Abrechnungsbetrug: 500.000 Euro Schaden durch Apotheken 23.07.2025 08:49 Uhr
Pflegekräfte, die nie vor Ort gewesen sind, Kurse mit Fantasieteilnehmerinnen und -teilnehmern und Operationen, die nur auf dem Papier stattgefunden haben: Abrechnungsbetrug hat der KKH Kaufmännischen Krankenkasse im vergangenen Jahr einen Rekordschaden von 5,4 Millionen Euro eingebracht. Im Vorjahr waren es rund 3,5 Millionen Euro. Nicht nur der finanzielle Schaden stehe dabei im Raum, sondern auch der gesundheitliche für die Betroffenen in diesen Fällen, etwa wenn „beispielsweise schwerkranke Patient:innen gepanschte Medikamente erhalten“, so die KKH.
Den größten Schaden richteten mit Abstand ambulante Pflegedienste an – über 4,1 Millionen Euro. Es gingen 479 neue Hinweise auf mögliches Fehlverhalten im Gesundheitswesen bei der KKH ein. Die meisten Verdachtsfälle entfielen auf die ambulante Pflege (270), dahinter Physiotherapiepraxen (62) und Arztpraxen (21). Die häufigsten Betrugsmaschen: nicht erbrachte Leistungen, unqualifiziertes Personal und fehlende Zulassungen.
„Diese illegal erschlichenen Gelder fehlen in der medizinischen und pflegerischen Versorgung der Versicherten und können sich daneben auch auf die Höhe der Kassenbeiträge auswirken“, sagte KKH-Chefermittler Emil Penkov. Hinter den Zahlen steckten teils lebensgefährliche Situationen – etwa, wenn Pflegebedürftige von ungelerntem Personal versorgt würden.

Arbeitsaufträge:
1/ Prüfe anhand des Berichts über Abrechnungsbetrug, ob die Aussagen (a), (b) und (c) zutreffen. Antworte jeweils mit Ja oder Nein und zitiere die entscheidenden Worte des Berichts wörtlich.
(a) Im Vorjahr lag der Schaden bei rund 3,5 Millionen Euro.
(b) Die meisten Verdachtsfälle betrafen Arztpraxen.
(c) Emil Penkov ist Chefermittler der KKH.
2/ Fasse den Bericht über Abrechnungsbetrug in zwei Sätzen zusammen.
3/ Gib den Abschnitt aus dem Bericht über Abrechnungsbetrug wortgetreu aus, beginnend bei „Den größten Schaden“ und endend bei „Personal versorgt würden.“.
Die Daten stammen aus einer anderen Quelle als der Text.

Datensatz:
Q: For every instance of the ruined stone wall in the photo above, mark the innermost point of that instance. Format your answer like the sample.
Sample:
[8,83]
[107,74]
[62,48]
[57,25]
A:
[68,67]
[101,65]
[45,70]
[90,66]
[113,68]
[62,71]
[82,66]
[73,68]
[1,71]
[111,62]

Ergebnisse je Aufgabe:
1/
(a) Ja: „Im Vorjahr waren es rund 3,5 Millionen Euro.“
(b) Nein: „Die meisten Verdachtsfälle entfielen auf die ambulante Pflege (270), dahinter Physiotherapiepraxen (62) und Arztpraxen (21).“
(c) Ja: „sagte KKH-Chefermittler Emil Penkov“

2/ Abrechnungsbetrug brachte der KKH im vergangenen Jahr einen Rekordschaden von 5,4 Millionen Euro ein, den größten Teil davon mit über 4,1 Millionen Euro verursachten ambulante Pflegedienste. Nach Aussage von KKH-Chefermittler Emil Penkov fehlen diese Gelder in der Versorgung der Versicherten und können sich auch auf die Höhe der Kassenbeiträge auswirken.

3/
Den größten Schaden richteten mit Abstand ambulante Pflegedienste an – über 4,1 Millionen Euro. Es gingen 479 neue Hinweise auf mögliches Fehlverhalten im Gesundheitswesen bei der KKH ein. Die meisten Verdachtsfälle entfielen auf die ambulante Pflege (270), dahinter Physiotherapiepraxen (62) und Arztpraxen (21). Die häufigsten Betrugsmaschen: nicht erbrachte Leistungen, unqualifiziertes Personal und fehlende Zulassungen.
„Diese illegal erschlichenen Gelder fehlen in der medizinischen und pflegerischen Versorgung der Versicherten und können sich daneben auch auf die Höhe der Kassenbeiträge auswirken“, sagte KKH-Chefermittler Emil Penkov. Hinter den Zahlen steckten teils lebensgefährliche Situationen – etwa, wenn Pflegebedürftige von ungelerntem Personal versorgt würden.